## Problem to solve
Through the end of the data below, output every line exactly, beginning with the line that contains "Target: streetcar track".

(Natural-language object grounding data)
+++++

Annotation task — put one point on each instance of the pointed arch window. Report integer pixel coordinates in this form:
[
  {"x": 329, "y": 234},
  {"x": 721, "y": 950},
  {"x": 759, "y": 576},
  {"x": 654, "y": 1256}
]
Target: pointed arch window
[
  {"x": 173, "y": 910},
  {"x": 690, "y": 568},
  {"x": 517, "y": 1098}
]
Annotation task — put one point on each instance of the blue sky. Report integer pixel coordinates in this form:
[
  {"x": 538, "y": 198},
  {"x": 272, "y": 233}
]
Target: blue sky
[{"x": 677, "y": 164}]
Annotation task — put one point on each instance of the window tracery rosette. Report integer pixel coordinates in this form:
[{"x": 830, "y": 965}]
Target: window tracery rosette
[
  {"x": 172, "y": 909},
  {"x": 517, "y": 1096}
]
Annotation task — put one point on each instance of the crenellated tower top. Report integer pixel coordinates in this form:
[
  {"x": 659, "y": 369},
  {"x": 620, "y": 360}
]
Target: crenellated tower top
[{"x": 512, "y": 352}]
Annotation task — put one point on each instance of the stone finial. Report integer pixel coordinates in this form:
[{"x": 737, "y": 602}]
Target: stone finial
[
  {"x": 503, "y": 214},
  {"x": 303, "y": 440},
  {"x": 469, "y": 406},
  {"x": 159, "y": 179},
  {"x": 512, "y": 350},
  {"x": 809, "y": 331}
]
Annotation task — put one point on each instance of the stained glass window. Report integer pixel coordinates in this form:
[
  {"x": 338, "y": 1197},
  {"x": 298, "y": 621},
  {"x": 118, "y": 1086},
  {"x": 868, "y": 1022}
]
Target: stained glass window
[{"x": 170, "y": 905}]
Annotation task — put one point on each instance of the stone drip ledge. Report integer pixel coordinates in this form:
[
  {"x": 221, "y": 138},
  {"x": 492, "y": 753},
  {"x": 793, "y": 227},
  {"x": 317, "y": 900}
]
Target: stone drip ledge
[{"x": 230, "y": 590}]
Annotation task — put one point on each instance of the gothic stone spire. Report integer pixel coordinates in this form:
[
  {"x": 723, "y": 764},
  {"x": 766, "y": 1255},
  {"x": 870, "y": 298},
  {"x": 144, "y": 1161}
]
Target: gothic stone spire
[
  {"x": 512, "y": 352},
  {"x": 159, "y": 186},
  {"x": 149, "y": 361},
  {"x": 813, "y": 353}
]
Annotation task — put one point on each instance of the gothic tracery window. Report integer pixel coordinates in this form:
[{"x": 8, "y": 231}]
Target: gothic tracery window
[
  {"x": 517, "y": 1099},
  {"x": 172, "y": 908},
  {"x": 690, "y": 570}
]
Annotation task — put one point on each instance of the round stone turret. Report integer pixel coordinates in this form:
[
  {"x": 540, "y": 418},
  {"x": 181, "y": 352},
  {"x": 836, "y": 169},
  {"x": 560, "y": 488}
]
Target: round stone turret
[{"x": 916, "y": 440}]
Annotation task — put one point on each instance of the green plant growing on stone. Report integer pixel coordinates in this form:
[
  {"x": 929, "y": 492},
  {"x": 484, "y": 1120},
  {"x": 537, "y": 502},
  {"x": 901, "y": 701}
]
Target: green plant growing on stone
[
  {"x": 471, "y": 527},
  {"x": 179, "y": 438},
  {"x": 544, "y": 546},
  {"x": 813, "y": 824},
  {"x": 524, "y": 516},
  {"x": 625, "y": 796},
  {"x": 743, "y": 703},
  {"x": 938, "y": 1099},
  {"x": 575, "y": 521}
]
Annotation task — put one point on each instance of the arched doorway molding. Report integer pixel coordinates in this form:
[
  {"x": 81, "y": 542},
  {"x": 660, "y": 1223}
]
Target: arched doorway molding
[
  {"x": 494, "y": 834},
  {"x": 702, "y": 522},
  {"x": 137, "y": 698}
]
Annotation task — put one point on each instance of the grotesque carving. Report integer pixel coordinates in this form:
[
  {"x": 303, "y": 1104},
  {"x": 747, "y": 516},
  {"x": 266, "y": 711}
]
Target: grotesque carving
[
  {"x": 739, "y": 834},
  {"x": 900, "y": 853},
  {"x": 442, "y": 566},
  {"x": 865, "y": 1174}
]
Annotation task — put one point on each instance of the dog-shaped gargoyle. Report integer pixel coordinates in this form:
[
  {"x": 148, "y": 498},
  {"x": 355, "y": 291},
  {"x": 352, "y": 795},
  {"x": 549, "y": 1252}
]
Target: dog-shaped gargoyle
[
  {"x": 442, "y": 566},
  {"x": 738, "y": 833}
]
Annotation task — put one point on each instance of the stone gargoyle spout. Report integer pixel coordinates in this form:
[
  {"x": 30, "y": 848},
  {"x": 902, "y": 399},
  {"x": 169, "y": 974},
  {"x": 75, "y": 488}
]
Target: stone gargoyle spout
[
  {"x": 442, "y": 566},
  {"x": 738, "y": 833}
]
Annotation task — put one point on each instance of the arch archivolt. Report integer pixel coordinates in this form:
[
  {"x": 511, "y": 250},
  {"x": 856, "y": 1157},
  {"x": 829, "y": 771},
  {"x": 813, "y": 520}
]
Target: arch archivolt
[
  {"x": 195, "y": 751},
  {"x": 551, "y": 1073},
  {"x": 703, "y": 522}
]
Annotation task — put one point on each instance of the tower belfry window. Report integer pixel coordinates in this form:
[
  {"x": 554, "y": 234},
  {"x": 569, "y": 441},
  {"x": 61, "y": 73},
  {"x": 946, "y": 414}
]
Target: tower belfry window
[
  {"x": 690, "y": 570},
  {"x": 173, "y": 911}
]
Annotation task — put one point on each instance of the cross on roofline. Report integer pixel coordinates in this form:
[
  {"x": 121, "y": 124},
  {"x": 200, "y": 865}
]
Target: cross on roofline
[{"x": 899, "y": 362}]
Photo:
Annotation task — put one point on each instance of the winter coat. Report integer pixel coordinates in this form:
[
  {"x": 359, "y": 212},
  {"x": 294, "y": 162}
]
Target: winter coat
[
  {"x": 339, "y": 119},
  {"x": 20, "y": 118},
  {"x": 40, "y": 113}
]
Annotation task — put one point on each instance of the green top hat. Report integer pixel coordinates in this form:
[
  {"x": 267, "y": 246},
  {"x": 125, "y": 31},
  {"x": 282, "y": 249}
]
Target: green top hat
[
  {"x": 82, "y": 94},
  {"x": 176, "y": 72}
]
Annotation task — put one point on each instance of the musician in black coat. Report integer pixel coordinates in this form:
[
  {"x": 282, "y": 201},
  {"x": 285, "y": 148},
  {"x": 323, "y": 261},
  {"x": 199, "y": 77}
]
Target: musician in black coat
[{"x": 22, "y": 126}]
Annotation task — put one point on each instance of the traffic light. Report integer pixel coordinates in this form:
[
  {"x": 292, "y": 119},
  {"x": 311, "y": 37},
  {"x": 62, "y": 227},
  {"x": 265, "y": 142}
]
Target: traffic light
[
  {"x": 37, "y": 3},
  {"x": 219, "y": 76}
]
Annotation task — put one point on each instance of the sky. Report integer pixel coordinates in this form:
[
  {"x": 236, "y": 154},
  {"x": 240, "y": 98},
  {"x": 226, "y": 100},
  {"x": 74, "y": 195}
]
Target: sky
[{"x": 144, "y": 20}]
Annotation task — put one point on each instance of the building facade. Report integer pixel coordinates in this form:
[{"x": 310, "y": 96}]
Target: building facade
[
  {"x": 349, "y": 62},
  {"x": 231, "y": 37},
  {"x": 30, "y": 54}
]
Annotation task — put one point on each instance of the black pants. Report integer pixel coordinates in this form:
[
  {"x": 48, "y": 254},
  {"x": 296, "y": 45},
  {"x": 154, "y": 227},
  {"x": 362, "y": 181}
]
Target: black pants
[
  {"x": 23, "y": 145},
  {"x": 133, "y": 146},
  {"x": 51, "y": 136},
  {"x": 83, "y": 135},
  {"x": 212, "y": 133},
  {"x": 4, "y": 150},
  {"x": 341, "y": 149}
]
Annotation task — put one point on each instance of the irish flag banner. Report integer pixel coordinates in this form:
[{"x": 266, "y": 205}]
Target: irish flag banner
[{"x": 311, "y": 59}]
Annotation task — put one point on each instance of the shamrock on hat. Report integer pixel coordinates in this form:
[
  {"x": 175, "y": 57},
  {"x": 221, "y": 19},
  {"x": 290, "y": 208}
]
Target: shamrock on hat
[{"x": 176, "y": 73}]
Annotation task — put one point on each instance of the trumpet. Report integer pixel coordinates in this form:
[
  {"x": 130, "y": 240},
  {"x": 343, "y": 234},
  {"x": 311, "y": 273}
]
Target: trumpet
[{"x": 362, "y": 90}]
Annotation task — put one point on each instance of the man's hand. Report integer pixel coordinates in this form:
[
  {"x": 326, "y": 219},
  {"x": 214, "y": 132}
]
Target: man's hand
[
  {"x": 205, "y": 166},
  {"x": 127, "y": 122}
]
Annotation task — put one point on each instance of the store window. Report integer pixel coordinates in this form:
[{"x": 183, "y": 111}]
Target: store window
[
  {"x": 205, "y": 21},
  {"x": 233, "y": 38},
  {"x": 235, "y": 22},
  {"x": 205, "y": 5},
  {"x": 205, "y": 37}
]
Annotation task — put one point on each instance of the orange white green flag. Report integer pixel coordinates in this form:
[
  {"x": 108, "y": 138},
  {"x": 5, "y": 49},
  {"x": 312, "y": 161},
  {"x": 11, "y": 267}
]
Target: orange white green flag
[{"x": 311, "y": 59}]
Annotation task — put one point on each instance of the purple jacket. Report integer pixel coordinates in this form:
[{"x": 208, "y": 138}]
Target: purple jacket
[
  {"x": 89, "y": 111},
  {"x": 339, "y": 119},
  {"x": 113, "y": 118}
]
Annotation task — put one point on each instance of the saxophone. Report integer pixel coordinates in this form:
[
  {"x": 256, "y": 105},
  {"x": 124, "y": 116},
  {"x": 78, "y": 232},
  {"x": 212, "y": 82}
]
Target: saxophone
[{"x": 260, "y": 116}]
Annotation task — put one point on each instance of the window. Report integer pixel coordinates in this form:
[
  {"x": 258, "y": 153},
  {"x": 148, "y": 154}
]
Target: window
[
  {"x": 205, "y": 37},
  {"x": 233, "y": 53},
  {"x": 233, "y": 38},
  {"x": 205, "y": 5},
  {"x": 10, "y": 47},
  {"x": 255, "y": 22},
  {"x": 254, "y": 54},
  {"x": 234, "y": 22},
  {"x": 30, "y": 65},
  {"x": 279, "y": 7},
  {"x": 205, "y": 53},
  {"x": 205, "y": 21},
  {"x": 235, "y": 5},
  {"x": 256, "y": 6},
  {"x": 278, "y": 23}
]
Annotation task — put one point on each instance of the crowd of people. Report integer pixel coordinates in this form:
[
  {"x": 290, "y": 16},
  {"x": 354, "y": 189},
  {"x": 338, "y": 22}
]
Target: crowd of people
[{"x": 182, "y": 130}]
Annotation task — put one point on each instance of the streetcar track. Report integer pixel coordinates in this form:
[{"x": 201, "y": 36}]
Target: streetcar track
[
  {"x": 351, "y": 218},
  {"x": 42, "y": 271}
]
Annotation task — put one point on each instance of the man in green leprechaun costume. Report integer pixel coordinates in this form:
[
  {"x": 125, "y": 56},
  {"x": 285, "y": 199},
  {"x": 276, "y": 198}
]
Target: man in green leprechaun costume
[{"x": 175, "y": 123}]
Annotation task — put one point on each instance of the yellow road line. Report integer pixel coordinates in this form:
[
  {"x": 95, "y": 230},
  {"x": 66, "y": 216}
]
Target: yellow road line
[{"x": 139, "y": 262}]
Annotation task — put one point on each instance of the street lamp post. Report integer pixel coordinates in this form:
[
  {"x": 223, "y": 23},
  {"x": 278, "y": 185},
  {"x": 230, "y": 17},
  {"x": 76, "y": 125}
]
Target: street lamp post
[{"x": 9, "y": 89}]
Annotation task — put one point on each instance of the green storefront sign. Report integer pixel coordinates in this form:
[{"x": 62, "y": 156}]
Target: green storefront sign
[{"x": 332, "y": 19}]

+++++

## Exercise answer
Target: streetcar track
[
  {"x": 351, "y": 218},
  {"x": 42, "y": 271}
]
Annotation task — put one point on each instance of the man in green leprechaun costume. Report integer pixel coordinates in this form:
[
  {"x": 125, "y": 56},
  {"x": 285, "y": 199},
  {"x": 276, "y": 198}
]
Target: man in green leprechaun costume
[{"x": 175, "y": 123}]
Annotation task — put one point on each instance of the yellow road line. Report integer pixel coordinates in this form:
[
  {"x": 95, "y": 230},
  {"x": 66, "y": 216}
]
Target: yellow road line
[{"x": 139, "y": 262}]
Annotation task — put one point on each instance of the street lamp post. Report integer pixel coordinates in this form:
[
  {"x": 223, "y": 23},
  {"x": 278, "y": 185},
  {"x": 230, "y": 17},
  {"x": 76, "y": 125}
]
Target: street lamp post
[{"x": 9, "y": 89}]
Annotation task — put one point on each instance of the green storefront sign. Report integer pixel coordinates in this form:
[{"x": 62, "y": 156}]
Target: green storefront sign
[{"x": 332, "y": 19}]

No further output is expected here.